# [Reading passage]

From 035495fd537ded28284a7dc0f38f4f73a8250cca Mon Sep 17 00:00:00 2001
From: Charlie Ruan <53290280+CharlieFRuan@users.noreply.github.com>
Date: Thu, 21 Nov 2024 12:03:49 -0800
Subject: [PATCH] [Bitmask] Add allocate_token_bitmask to xgr from testing
 (#72)

This PR changes from `from xgrammar.testing import
_allocate_token_bitmask` to `from xgrammar import
allocate_token_bitmask`.

Passed all test with `pytest .`
---
 python/xgrammar/__init__.py                   |  4 +-
 python/xgrammar/matcher.py                    | 41 +++++++++++++------
 python/xgrammar/testing.py                    | 10 +----
 tests/README.md                               | 11 +++++
 tests/python/test_builtin_grammar_json.py     |  3 +-
 .../test_builtin_grammar_json_schema.py       |  3 +-
 tests/python/test_custom_grammar.py           |  3 +-
 tests/python/test_grammar_matcher.py          | 21 +++++-----
 tests/python/test_regex_converter.py          |  3 +-
 9 files changed, 58 insertions(+), 41 deletions(-)

# [Stated problem 1]
Filter the listing below down to only the lines that contain the string "shop".

# [Dataset content]
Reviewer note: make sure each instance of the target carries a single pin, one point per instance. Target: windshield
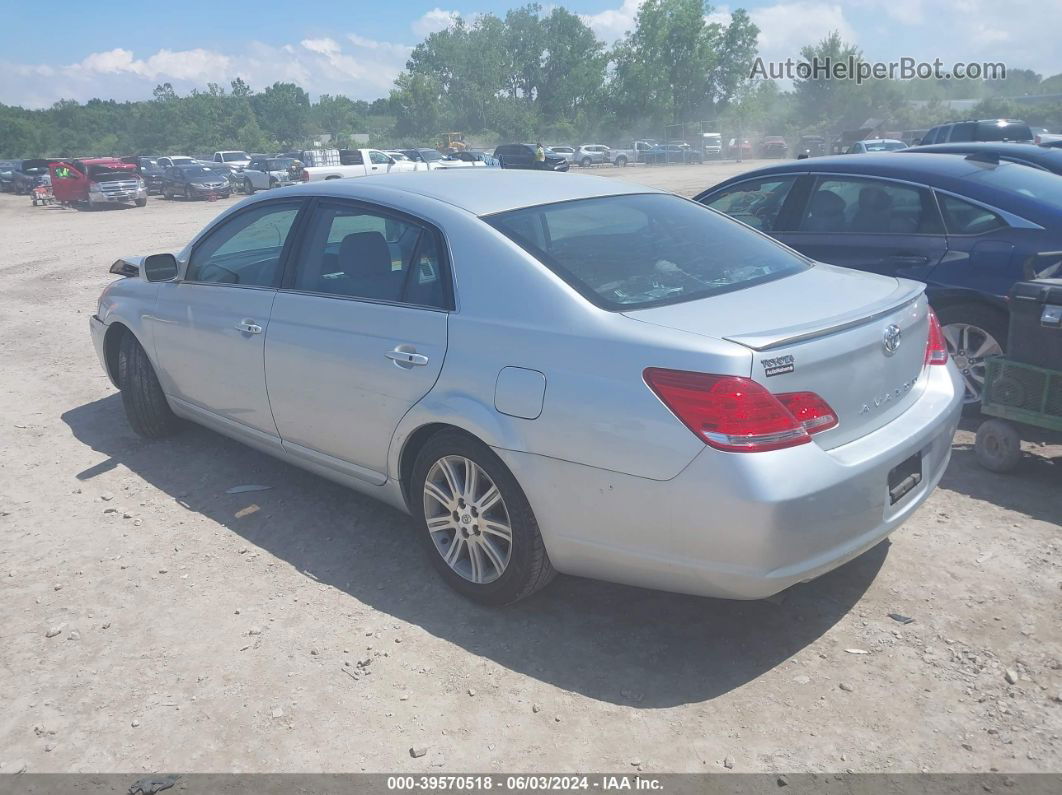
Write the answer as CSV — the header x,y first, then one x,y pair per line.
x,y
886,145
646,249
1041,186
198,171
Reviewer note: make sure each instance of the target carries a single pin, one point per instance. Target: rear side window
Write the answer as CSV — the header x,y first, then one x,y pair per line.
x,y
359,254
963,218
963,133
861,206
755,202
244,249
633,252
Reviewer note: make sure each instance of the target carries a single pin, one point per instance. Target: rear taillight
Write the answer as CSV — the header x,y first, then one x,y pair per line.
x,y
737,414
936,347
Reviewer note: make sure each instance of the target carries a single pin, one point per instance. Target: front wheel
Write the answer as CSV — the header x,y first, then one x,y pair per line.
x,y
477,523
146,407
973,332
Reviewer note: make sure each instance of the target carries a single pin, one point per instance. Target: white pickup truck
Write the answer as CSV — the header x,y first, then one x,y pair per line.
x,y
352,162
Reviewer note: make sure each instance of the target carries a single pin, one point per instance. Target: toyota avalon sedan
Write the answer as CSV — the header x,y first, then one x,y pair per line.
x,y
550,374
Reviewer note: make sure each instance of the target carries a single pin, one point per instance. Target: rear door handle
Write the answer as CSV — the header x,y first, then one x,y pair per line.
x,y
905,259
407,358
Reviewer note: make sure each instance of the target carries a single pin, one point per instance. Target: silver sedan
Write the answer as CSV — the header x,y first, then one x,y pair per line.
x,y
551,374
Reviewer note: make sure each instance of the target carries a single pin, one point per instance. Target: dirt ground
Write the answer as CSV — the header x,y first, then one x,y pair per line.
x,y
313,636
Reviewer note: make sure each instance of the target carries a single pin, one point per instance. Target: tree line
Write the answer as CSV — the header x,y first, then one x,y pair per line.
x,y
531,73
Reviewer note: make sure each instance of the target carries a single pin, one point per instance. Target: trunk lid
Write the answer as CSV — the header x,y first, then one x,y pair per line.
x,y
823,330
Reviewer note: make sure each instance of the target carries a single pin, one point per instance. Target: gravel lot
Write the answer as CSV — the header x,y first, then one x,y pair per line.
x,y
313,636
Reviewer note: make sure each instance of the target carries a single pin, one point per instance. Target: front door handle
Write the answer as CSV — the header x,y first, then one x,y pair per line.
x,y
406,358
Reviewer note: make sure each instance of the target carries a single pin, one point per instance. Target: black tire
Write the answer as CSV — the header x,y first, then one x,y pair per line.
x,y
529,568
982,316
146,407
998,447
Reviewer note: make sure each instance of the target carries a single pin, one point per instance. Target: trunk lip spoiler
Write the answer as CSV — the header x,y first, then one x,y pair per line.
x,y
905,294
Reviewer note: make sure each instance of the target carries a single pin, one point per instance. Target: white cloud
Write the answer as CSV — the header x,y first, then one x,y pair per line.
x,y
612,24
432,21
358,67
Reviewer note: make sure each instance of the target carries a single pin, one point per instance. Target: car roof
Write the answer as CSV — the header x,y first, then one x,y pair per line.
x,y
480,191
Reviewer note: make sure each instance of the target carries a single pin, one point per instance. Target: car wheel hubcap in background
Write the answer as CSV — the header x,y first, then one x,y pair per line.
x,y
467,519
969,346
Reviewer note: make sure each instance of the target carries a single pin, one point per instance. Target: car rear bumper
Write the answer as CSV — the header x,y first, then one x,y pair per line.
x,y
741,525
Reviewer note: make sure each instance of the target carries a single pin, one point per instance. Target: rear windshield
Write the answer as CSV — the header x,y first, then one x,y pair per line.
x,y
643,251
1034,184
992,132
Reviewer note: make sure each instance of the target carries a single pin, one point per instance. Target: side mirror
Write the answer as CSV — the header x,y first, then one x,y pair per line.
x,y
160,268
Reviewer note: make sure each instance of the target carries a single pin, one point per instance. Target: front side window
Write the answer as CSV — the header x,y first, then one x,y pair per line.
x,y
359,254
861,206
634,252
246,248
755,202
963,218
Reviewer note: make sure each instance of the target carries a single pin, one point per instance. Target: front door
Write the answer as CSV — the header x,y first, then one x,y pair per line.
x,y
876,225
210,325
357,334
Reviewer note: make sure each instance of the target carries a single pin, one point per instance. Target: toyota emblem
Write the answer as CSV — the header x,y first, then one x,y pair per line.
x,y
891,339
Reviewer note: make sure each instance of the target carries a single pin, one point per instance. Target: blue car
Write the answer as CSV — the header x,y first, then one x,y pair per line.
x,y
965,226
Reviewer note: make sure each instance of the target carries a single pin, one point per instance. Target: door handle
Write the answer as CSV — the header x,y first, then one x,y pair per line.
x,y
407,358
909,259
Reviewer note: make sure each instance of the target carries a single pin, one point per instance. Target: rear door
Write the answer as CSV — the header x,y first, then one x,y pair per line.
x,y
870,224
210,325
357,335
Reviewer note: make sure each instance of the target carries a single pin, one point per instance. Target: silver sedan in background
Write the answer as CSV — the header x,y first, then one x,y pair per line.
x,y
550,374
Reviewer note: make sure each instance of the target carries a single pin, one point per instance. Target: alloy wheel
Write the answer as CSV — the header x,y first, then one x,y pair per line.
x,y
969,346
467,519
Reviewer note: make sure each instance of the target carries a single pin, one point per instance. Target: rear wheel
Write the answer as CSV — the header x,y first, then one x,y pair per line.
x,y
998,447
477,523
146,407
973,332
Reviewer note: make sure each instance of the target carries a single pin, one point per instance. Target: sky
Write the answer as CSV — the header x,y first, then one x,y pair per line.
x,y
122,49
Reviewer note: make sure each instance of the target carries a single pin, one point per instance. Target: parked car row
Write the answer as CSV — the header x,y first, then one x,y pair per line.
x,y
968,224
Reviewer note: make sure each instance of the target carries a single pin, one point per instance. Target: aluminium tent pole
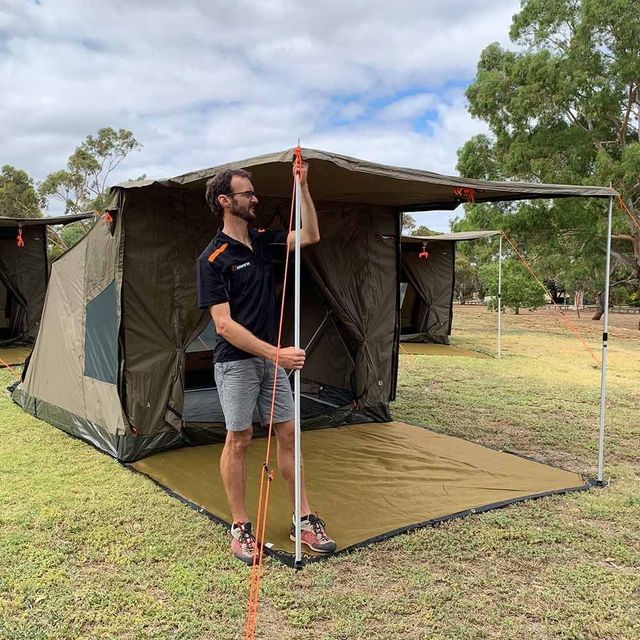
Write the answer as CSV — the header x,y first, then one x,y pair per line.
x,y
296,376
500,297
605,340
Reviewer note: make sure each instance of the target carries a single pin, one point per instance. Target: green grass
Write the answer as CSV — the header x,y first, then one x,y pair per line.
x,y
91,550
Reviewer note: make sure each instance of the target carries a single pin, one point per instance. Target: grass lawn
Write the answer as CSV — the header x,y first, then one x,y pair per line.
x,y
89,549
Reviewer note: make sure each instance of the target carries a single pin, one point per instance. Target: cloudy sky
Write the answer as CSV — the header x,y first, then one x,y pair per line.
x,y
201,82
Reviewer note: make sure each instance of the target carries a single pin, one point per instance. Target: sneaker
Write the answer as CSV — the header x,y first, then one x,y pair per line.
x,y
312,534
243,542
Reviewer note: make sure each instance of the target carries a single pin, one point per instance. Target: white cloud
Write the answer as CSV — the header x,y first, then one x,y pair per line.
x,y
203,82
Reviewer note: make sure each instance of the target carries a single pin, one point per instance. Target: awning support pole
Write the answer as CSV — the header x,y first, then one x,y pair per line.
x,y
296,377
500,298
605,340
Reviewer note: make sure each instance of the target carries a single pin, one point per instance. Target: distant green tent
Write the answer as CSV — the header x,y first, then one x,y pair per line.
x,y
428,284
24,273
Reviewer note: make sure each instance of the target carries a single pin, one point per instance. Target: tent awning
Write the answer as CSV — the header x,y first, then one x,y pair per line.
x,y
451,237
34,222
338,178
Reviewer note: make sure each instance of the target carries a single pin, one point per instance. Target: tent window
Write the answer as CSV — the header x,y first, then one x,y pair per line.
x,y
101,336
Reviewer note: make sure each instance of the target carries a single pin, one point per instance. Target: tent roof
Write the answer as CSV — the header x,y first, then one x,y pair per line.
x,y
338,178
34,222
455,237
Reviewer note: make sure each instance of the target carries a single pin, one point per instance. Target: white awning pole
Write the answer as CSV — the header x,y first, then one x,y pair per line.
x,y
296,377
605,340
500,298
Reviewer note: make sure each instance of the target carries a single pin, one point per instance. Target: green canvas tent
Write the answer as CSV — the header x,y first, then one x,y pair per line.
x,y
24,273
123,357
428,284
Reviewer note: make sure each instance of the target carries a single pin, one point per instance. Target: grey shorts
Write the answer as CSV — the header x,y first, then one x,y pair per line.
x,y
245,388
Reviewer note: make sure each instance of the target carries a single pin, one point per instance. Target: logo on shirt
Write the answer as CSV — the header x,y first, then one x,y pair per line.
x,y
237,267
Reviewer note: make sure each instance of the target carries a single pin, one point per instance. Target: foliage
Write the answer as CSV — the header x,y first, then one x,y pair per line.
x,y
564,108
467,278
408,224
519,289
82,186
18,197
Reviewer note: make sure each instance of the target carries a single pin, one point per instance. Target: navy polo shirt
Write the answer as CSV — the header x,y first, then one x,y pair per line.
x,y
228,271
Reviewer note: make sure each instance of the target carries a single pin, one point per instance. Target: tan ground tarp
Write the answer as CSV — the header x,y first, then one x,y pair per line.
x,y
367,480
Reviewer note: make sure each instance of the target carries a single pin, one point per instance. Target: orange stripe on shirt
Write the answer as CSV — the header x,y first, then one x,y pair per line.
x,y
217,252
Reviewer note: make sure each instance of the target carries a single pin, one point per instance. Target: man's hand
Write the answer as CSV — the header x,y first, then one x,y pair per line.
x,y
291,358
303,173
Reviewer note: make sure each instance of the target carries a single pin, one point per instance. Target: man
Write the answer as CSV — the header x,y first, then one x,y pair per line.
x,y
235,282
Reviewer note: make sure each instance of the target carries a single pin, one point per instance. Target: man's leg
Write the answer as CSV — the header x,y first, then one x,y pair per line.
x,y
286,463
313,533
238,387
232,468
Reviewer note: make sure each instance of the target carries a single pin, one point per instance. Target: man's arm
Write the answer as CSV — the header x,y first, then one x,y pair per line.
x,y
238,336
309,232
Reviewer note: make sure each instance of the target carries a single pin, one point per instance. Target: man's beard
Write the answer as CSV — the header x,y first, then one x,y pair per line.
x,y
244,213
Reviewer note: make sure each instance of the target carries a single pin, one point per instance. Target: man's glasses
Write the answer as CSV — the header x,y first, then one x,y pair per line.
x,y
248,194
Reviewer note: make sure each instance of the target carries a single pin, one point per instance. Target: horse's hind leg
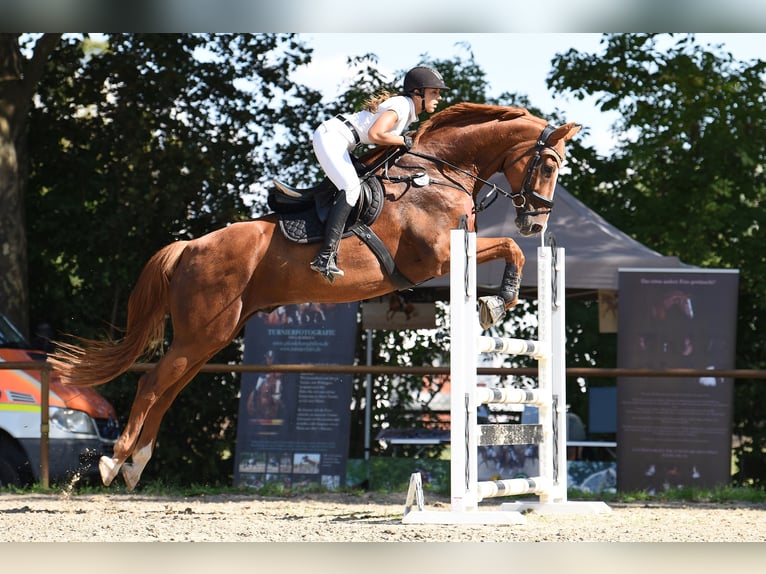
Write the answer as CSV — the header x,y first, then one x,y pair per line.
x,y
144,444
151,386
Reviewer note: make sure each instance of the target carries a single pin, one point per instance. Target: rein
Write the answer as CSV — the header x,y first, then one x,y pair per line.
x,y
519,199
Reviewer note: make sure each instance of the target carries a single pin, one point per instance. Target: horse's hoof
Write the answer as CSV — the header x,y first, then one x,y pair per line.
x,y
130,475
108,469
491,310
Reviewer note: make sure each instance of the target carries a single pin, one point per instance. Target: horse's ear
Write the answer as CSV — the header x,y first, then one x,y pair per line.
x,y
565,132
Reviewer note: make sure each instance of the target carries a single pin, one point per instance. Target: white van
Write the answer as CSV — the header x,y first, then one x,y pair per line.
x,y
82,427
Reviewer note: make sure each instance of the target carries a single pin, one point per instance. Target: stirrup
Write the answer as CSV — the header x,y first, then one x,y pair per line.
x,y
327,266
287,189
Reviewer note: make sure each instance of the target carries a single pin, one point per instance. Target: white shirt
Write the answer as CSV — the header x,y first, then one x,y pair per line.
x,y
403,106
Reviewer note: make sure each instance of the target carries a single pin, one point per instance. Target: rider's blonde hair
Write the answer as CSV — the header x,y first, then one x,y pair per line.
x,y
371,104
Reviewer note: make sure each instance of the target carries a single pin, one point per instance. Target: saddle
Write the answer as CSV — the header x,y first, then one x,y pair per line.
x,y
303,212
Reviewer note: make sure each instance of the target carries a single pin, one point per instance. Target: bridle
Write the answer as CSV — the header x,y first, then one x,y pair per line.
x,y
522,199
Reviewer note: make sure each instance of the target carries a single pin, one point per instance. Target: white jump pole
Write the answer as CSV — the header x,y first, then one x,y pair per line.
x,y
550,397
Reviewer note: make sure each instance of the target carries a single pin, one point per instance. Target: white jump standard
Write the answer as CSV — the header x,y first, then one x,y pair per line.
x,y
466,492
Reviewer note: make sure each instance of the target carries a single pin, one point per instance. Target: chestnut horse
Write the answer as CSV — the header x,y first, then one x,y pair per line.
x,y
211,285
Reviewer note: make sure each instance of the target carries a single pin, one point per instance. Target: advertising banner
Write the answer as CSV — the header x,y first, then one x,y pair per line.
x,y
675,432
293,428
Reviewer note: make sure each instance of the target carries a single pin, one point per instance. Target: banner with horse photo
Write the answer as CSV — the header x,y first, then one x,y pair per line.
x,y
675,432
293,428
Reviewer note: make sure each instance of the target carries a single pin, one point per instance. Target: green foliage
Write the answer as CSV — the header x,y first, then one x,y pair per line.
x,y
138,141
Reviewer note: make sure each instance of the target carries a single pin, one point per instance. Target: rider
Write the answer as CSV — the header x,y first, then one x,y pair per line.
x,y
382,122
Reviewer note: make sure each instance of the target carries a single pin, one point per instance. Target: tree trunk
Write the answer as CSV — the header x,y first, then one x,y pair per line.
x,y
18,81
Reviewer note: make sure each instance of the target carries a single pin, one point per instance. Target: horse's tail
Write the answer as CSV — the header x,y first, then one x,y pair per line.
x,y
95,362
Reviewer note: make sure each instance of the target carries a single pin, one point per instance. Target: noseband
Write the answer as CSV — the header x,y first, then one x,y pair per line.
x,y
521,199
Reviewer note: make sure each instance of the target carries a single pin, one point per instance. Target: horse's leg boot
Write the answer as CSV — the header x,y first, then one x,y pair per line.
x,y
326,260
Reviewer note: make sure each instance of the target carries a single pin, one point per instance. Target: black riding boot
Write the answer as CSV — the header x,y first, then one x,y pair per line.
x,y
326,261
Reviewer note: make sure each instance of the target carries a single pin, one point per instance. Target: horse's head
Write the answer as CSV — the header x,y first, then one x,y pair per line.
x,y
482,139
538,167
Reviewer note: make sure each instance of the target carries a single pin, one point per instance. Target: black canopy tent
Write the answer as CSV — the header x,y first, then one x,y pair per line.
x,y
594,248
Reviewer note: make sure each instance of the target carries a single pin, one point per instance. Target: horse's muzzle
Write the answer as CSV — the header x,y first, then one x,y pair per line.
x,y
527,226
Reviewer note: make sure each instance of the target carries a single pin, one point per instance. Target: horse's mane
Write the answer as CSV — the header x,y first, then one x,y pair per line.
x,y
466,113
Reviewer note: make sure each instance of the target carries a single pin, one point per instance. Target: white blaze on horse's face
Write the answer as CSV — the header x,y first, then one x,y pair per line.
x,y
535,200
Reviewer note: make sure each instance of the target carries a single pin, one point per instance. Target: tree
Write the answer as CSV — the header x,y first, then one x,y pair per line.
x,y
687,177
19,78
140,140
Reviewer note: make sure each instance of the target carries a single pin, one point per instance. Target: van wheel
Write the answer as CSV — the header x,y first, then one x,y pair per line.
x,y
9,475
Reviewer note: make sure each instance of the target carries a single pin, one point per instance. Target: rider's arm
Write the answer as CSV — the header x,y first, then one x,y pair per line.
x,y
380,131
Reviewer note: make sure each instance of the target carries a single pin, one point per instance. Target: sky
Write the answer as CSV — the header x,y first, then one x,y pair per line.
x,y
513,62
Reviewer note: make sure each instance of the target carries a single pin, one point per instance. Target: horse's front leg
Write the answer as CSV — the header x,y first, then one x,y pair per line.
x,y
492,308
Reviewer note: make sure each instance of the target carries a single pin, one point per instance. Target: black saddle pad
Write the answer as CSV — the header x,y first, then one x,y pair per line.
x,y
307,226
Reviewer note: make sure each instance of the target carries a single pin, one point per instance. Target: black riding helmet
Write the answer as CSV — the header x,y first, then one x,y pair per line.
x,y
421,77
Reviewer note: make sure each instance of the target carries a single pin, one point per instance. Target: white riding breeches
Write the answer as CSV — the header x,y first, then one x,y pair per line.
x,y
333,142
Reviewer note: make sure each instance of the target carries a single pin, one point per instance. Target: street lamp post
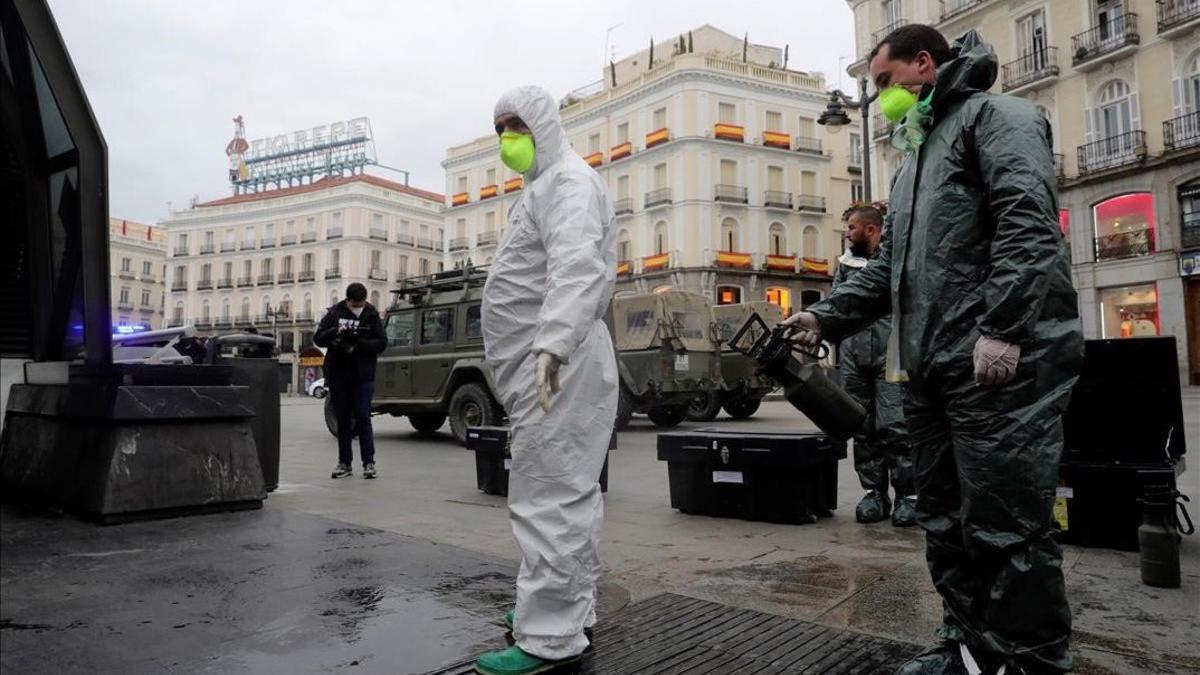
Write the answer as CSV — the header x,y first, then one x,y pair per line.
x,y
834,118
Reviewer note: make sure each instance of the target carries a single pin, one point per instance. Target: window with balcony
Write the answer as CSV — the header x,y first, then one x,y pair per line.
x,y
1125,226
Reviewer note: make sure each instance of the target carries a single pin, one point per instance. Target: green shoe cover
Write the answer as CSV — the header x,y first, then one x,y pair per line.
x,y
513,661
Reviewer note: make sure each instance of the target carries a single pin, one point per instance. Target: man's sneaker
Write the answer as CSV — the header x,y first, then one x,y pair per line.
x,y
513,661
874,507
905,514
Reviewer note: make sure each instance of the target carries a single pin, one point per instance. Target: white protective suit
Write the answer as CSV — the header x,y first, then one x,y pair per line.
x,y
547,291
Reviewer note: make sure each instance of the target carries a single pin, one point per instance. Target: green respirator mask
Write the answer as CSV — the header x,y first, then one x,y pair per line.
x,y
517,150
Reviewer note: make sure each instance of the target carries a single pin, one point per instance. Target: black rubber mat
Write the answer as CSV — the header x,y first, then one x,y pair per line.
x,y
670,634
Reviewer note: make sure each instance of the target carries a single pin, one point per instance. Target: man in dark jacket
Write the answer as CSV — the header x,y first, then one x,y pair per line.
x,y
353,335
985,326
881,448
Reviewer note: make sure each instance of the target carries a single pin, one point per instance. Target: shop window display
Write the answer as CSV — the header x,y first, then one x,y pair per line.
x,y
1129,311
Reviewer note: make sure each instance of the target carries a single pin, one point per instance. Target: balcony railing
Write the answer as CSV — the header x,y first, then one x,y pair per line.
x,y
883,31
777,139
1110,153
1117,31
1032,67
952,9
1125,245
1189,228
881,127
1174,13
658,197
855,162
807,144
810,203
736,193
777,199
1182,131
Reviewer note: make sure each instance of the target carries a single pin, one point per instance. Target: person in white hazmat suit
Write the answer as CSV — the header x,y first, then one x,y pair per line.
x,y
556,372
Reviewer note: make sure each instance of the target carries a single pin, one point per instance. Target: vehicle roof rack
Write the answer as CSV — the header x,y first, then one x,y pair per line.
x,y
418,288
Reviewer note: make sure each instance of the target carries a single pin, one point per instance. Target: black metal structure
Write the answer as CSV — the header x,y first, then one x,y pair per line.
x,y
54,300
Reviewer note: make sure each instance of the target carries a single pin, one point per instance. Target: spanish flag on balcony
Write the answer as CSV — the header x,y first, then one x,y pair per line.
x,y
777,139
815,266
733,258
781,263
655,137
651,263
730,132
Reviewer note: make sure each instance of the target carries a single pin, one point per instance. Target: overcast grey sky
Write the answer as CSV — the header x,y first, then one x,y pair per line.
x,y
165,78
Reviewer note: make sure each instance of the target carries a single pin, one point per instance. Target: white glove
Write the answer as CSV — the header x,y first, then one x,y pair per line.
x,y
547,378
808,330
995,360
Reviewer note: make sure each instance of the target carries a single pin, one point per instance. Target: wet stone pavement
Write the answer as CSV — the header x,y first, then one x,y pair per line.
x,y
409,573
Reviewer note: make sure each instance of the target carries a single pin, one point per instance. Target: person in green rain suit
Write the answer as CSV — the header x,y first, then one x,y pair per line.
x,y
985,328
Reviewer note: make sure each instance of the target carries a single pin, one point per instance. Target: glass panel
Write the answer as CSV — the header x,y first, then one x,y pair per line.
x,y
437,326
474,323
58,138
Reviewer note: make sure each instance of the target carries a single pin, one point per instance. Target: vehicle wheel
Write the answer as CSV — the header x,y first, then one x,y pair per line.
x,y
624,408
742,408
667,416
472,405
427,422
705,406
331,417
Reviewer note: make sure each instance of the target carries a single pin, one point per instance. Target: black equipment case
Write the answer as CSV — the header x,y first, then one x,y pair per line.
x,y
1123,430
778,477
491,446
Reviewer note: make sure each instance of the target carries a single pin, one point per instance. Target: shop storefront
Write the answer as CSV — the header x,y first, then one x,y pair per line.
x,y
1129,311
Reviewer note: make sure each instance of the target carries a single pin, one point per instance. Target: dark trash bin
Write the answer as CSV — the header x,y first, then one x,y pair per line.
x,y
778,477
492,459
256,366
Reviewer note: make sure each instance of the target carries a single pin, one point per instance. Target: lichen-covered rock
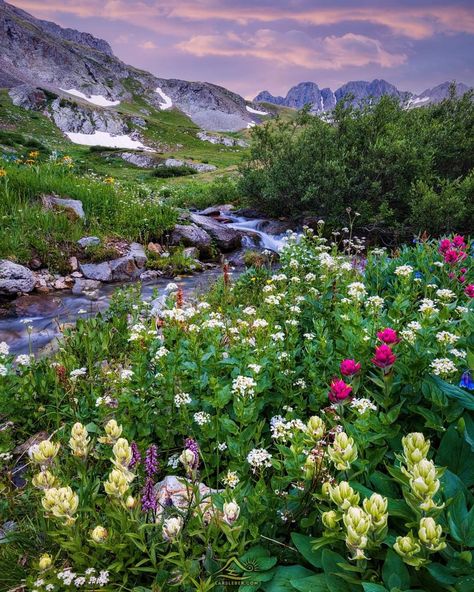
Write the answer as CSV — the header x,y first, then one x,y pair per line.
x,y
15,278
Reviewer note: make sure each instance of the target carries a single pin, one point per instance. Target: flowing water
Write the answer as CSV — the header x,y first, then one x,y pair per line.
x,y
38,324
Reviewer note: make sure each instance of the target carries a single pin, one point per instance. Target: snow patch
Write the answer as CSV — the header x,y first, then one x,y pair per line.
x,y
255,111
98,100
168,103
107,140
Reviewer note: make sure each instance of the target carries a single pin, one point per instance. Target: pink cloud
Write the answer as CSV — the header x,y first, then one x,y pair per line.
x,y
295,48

# [Stated problem 2]
According to the patch, which import replaces `from xgrammar.testing import _allocate_token_bitmask`?

# [Written answer 1]
Reviewer note: make sure each instance of the target carries a single pin, one point per instance. Target: shop window display
Reviewer note: make sure each instance of the target carries a single pin, one point per instance. Target: shop storefront

# [Written answer 2]
`from xgrammar import allocate_token_bitmask`